• Data records
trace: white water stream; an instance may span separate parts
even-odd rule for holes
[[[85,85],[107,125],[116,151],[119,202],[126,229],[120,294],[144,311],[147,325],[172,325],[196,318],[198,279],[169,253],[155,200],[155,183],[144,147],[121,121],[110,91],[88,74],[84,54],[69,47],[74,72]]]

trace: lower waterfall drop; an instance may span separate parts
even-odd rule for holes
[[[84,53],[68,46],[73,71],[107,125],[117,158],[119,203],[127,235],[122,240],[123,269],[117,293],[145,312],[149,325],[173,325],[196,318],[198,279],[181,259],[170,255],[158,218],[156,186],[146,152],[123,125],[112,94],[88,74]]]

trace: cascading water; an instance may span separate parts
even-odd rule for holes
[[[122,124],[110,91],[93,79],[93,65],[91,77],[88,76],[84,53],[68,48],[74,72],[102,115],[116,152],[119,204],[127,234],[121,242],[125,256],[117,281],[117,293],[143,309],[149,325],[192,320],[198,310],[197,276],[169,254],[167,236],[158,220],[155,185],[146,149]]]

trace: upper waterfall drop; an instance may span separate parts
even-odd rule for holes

• What the task asks
Copy all of the records above word for word, with every line kept as it stands.

• Solved exercise
trace: white water stream; an instance may span separate parts
even-odd rule for holes
[[[85,85],[107,125],[116,151],[119,202],[126,229],[120,294],[144,311],[147,325],[172,325],[196,318],[198,279],[169,253],[155,200],[155,183],[144,147],[121,121],[110,91],[88,74],[84,54],[69,47],[74,72]]]

trace: lower waterfall drop; an instance may span separate parts
even-odd rule for holes
[[[84,53],[68,46],[73,71],[107,125],[117,158],[119,203],[127,235],[122,240],[123,269],[117,293],[145,312],[149,325],[173,325],[196,318],[198,279],[181,259],[170,255],[158,218],[156,186],[146,152],[123,125],[112,94],[88,74]]]

trace: cascading water; an instance may span separate parts
even-odd rule for holes
[[[122,124],[110,91],[93,79],[93,65],[91,77],[88,76],[84,53],[68,48],[74,72],[102,115],[116,152],[119,204],[127,234],[121,242],[125,256],[117,281],[117,293],[143,309],[149,325],[192,320],[198,310],[197,276],[169,254],[167,236],[158,220],[155,185],[146,149]]]

trace: upper waterfall drop; an instance may span separate parts
even-odd rule for holes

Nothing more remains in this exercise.